=== Record extracts ===
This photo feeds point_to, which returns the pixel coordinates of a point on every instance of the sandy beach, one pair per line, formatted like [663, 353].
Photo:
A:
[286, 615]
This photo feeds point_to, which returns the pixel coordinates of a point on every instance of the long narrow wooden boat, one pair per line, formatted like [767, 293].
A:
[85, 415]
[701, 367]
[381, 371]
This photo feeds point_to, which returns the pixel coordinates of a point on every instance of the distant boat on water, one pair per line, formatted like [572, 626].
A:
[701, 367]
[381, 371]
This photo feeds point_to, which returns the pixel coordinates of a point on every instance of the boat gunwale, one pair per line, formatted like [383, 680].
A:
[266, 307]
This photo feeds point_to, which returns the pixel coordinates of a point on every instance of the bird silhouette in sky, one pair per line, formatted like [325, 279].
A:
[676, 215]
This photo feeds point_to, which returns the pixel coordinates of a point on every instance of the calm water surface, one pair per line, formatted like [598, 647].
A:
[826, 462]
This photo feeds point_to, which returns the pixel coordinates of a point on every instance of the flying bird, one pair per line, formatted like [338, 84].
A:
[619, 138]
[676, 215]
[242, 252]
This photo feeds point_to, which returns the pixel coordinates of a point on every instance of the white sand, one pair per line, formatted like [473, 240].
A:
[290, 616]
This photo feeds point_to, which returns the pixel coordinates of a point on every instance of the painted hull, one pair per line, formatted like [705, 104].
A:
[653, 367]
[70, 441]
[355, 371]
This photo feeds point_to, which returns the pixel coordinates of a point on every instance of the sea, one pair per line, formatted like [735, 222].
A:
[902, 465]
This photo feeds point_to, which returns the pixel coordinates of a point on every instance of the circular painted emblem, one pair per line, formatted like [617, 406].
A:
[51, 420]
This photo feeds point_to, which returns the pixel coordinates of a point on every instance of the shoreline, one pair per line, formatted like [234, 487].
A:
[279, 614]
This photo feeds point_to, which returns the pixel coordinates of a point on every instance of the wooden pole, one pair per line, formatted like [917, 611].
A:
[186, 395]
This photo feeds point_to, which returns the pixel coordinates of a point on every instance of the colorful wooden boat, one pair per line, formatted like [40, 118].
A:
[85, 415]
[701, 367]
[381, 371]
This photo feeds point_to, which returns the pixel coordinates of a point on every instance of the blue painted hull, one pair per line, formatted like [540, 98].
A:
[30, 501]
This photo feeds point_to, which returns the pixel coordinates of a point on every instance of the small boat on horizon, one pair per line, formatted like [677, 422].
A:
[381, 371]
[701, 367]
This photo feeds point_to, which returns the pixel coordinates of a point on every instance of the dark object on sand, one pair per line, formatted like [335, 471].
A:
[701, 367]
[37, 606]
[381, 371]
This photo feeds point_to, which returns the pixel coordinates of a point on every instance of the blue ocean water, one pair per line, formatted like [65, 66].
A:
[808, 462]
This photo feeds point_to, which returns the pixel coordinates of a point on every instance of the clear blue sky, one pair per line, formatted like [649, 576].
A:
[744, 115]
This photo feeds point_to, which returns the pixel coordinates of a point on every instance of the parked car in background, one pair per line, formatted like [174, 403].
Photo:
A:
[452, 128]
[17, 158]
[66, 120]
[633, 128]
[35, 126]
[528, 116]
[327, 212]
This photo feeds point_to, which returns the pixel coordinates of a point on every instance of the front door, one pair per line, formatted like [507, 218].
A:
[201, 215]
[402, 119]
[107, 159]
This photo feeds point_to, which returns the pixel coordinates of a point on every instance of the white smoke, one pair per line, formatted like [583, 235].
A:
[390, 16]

=== The request ===
Reproduce all of the data above verbatim, line for line, with no changes.

=== Finished task ===
This photo feeds point_to, which returns the pixel coordinates of a point on every instance of the sandy beach, one pair per line, formatted like [663, 353].
Photo:
A:
[286, 615]
This photo feeds point_to, which returns the pixel coordinates of a point on every instance of the long narrow wooden boat, one pair per line, formatted like [767, 293].
A:
[85, 415]
[701, 367]
[381, 371]
This photo feeds point_to, which returns the pixel coordinates of a point on every instance of the distant boat on water, one pair per line, formatted like [572, 626].
A:
[701, 367]
[381, 371]
This photo feeds point_to, which returns the pixel coordinates of a point on every instance of the boat gunwale, one pair per line, formatted like [383, 680].
A:
[266, 307]
This photo feeds point_to, which returns the pixel coordinates of a point on every instance of the bird silhouette in sky, one pair per line, formatted like [325, 279].
A:
[676, 215]
This photo feeds point_to, which returns the pixel coordinates of a point on every instance of the calm water surface, one pair per line, formatted like [598, 647].
A:
[826, 462]
This photo feeds point_to, which returns the pixel coordinates of a point on every instance of the flying bird, one pair per line, formatted like [338, 84].
A:
[619, 138]
[676, 215]
[242, 252]
This photo feeds point_to, which returns the pixel coordinates of a point on every instance of the white sand, one pair per line, formatted like [473, 240].
A:
[290, 616]
This photo feeds point_to, which returns the pixel coordinates of a point on every instance of the painted hull, one pair per line, formatted like [705, 104].
A:
[653, 367]
[70, 441]
[355, 371]
This photo feeds point_to, which returns the pixel coordinates of a point on every instance of the sea, one pair per line, formatted like [735, 222].
A:
[902, 465]
This photo feeds point_to, which returns the pixel coordinates of a point on every instance of the circular painted emblem, one pair per line, formatted like [617, 406].
A:
[51, 420]
This photo feeds point_to, which returns the pixel coordinates of a point on every instance of the shoreline, one pair per line, formatted like [234, 487].
A:
[279, 614]
This photo feeds point_to, which returns the pixel coordinates of a point on every instance of the wooden pole, one pair per line, formatted like [917, 611].
A:
[186, 395]
This photo feeds point_to, which returns the pixel coordinates of a point on every instance of the colorful wooden boat, one pair per line, formatted like [40, 118].
A:
[85, 415]
[701, 367]
[381, 371]
This photo feeds point_to, which returns the pixel coordinates of a point on every instance of the blue painted hull, one pair per line, formatted like [540, 98].
A:
[30, 501]
This photo feeds point_to, which returns the pixel coordinates of a point on every instance of the small boat on horizon, one pair per line, formatted like [677, 422].
A:
[381, 371]
[701, 367]
This photo feeds point_to, which returns the pixel coordinates of a point on every instance of the dark object on sand, one pair per line, formatted like [335, 471].
A:
[701, 367]
[37, 606]
[381, 371]
This photo feeds point_to, which returns the pixel coordinates of a point on every instance of the blue ocean water, one pair per line, formatted like [65, 66].
A:
[808, 462]
This photo feeds point_to, which returns the pixel coordinates of a point on every instance of the clear blue sky, one pair per line, formatted like [649, 576].
A:
[744, 115]
This photo feeds point_to, which returns the pixel coordinates of a point on every instance of the parked car in background, one pair per line, formatted like [174, 403].
Photo:
A:
[452, 128]
[17, 158]
[66, 120]
[633, 128]
[35, 126]
[528, 116]
[327, 212]
This photo feeds point_to, which returns the pixel coordinates of a point on every instance of the front door, one pair per line, formatted like [507, 218].
A:
[201, 215]
[402, 119]
[107, 159]
This photo feeds point_to, which returns the pixel coordinates of a point on every instance of the white smoke, one pair per line, formatted like [583, 235].
A:
[390, 16]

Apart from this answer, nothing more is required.